▶ [Instructions for the task]
Locate the line that contains "Find the gable". Copy it and every following line through the end of the records, exactly, and include nothing else.

Point labeling dataset excerpts:
------------------------------------------------------------------------

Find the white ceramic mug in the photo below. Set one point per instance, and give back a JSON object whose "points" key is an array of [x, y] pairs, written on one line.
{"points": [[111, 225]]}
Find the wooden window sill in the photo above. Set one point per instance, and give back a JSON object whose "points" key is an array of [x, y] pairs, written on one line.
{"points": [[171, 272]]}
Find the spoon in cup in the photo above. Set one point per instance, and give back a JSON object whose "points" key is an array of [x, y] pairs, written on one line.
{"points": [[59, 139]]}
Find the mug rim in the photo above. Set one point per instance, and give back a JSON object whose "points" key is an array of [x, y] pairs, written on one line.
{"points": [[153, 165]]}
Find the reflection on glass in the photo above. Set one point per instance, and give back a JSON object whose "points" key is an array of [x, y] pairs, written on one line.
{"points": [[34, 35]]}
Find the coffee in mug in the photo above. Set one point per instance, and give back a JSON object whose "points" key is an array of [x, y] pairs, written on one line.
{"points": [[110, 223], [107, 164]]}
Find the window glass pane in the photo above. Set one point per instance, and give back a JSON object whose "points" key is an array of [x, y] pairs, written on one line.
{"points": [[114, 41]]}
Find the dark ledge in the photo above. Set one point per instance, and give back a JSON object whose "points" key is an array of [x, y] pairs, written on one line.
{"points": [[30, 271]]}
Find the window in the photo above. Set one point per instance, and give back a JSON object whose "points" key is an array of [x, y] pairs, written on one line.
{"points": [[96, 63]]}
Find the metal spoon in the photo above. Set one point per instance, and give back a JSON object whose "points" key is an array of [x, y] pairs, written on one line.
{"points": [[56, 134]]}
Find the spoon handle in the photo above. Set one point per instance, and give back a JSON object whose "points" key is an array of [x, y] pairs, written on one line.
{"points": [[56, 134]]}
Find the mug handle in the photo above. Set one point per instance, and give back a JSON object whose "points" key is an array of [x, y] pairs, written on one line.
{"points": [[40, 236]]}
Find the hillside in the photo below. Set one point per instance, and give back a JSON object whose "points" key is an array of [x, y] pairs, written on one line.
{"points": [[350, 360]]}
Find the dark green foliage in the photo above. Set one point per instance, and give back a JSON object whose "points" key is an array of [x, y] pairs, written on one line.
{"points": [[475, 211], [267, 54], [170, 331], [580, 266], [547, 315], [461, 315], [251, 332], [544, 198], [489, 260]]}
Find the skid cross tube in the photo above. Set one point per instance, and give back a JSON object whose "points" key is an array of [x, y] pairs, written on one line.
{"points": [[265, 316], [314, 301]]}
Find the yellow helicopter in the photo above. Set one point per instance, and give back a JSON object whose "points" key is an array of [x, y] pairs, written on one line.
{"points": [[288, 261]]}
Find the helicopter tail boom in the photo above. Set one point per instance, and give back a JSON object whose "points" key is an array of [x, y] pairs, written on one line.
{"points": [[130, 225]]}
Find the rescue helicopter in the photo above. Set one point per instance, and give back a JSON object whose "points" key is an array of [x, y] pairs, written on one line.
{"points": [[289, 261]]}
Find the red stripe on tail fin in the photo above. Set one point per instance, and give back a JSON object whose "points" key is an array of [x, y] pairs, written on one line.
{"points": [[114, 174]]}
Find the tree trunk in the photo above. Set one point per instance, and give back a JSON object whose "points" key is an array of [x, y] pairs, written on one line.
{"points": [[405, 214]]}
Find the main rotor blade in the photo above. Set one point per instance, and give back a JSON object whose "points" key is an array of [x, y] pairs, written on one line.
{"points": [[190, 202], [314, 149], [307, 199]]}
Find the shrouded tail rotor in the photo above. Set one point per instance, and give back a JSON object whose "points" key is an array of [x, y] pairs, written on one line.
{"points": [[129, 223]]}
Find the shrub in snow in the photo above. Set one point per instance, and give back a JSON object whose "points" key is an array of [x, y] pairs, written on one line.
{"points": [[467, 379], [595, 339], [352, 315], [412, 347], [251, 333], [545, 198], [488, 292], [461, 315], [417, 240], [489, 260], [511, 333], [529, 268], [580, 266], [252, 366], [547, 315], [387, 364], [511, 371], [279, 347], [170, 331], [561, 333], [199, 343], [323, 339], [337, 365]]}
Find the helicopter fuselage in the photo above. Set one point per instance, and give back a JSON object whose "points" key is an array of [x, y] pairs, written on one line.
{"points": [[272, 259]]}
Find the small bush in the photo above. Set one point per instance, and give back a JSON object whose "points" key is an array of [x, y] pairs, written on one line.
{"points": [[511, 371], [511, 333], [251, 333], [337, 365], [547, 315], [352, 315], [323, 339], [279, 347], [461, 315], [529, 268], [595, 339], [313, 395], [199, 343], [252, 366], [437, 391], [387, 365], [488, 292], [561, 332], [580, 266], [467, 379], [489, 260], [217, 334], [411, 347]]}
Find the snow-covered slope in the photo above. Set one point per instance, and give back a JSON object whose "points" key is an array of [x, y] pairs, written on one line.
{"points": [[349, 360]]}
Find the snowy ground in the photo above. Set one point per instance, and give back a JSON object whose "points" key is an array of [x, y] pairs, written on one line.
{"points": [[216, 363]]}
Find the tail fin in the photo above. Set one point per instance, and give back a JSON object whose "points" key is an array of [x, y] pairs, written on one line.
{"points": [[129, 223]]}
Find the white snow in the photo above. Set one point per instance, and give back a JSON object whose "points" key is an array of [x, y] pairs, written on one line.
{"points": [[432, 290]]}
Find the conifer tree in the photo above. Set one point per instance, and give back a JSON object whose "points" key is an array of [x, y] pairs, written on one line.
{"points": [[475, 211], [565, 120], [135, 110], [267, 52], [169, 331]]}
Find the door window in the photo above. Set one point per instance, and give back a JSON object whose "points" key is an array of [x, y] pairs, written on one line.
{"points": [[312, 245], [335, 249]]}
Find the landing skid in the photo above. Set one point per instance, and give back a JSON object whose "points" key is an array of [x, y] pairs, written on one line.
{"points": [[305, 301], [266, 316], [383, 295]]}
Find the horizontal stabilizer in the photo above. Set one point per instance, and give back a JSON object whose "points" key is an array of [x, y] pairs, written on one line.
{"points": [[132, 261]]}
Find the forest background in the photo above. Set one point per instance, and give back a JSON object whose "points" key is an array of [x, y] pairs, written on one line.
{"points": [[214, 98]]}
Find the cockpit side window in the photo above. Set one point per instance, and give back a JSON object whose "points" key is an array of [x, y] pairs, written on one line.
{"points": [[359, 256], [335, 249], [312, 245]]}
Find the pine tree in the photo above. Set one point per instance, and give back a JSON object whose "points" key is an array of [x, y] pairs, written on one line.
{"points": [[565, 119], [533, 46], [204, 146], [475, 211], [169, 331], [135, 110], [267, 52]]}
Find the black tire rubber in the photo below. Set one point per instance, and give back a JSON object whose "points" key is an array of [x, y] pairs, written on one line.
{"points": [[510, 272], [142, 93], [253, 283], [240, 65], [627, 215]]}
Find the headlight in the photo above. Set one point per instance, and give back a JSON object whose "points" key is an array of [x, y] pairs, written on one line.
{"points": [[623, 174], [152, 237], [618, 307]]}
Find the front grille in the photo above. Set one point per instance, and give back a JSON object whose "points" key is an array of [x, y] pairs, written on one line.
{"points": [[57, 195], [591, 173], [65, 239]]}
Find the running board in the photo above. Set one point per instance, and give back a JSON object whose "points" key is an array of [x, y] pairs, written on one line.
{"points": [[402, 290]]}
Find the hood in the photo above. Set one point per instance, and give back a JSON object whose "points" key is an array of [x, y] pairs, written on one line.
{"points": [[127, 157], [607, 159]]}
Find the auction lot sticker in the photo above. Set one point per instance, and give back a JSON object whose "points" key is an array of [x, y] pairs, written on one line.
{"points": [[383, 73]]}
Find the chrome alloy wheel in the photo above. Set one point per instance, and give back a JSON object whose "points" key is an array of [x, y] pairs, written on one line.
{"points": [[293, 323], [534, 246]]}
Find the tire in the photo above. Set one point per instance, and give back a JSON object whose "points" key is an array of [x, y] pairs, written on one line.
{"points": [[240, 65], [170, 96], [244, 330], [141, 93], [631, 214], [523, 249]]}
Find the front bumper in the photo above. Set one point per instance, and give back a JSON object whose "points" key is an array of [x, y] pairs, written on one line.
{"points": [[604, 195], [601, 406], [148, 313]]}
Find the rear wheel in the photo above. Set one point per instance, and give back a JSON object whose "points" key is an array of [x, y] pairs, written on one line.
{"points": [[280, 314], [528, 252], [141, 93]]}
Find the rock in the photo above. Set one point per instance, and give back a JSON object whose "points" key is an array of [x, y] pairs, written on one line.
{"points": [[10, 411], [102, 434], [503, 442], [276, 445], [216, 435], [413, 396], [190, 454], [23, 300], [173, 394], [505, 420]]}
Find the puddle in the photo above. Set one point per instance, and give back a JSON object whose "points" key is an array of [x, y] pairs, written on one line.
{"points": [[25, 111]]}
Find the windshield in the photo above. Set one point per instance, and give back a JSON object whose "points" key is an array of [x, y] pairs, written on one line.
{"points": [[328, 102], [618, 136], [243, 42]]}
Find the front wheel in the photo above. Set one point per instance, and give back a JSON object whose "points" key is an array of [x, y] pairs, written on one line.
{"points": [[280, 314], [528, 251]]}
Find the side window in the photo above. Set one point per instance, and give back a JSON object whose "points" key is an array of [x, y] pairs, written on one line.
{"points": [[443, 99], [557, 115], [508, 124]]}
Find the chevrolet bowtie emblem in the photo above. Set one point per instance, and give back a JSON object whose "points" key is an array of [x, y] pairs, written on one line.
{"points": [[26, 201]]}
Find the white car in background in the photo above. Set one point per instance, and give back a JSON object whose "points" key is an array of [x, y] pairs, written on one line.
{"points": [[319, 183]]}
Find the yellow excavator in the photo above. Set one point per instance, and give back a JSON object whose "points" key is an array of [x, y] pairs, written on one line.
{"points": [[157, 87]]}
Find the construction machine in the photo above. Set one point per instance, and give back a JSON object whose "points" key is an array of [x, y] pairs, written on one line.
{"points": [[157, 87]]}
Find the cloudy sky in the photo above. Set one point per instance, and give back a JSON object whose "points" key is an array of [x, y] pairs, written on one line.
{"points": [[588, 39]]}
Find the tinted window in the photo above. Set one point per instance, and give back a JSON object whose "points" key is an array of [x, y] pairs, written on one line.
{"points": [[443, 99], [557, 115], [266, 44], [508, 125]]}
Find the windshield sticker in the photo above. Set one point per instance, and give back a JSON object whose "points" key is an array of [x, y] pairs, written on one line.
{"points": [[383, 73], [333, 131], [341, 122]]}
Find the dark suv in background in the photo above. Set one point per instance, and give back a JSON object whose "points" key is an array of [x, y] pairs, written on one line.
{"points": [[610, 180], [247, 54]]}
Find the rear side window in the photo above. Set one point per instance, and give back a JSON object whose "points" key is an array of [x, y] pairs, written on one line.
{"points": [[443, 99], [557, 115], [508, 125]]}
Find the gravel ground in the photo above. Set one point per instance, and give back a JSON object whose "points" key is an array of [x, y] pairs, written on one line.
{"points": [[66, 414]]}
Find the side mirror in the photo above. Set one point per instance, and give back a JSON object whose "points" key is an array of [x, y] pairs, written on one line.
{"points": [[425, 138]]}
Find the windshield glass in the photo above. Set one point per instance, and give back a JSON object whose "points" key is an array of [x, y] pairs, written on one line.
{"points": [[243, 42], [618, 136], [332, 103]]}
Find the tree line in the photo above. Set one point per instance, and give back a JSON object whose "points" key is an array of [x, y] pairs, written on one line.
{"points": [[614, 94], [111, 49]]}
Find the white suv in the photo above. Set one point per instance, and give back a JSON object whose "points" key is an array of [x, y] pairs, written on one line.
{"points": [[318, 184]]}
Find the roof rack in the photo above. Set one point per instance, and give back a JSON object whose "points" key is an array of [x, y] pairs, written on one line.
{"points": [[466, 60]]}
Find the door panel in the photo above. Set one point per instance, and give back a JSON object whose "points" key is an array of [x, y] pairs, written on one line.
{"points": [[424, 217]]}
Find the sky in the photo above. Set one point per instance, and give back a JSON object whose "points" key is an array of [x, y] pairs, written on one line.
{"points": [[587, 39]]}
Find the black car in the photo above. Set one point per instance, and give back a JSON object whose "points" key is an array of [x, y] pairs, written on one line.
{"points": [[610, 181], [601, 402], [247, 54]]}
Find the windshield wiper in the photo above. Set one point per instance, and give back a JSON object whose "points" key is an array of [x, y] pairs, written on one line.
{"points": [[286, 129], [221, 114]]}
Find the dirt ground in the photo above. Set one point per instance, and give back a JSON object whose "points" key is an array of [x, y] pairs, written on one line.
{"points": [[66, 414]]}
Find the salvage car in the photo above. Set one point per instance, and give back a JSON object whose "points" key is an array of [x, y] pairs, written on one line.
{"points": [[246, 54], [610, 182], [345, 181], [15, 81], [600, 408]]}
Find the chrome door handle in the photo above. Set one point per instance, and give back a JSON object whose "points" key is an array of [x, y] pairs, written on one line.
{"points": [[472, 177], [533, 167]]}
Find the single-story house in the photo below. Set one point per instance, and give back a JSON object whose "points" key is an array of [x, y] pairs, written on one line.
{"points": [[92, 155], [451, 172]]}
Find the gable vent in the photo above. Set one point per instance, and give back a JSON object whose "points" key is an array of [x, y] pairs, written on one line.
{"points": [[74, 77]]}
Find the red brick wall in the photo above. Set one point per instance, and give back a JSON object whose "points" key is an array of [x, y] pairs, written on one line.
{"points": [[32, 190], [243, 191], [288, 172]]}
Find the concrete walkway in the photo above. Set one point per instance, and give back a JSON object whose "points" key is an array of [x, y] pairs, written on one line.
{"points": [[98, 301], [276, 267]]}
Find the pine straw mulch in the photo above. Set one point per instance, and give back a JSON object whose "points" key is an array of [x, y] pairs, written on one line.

------------------------------------------------------------------------

▶ [Written solution]
Find the gable vent in the photo above. Set one point per instance, and give back a JSON object whose "points" key is an array of [x, y] pairs, written on one line.
{"points": [[74, 77]]}
Find the red brick wall in the photo above. Set one point per instance, and give back a JSON object whose "points" key is an array of [x, y] pairs, written on one line.
{"points": [[32, 190], [243, 191], [288, 172]]}
Find the concrete walkway in the photo above. Set one point per instance, and give back a JSON object whose "points" key is an array of [x, y] pairs, written on one line.
{"points": [[98, 301], [276, 267]]}
Find the pine straw mulch in the photo above. Set one point per instance, and give back a JSON object whose "points" key is an array of [x, y] pairs, written on one line.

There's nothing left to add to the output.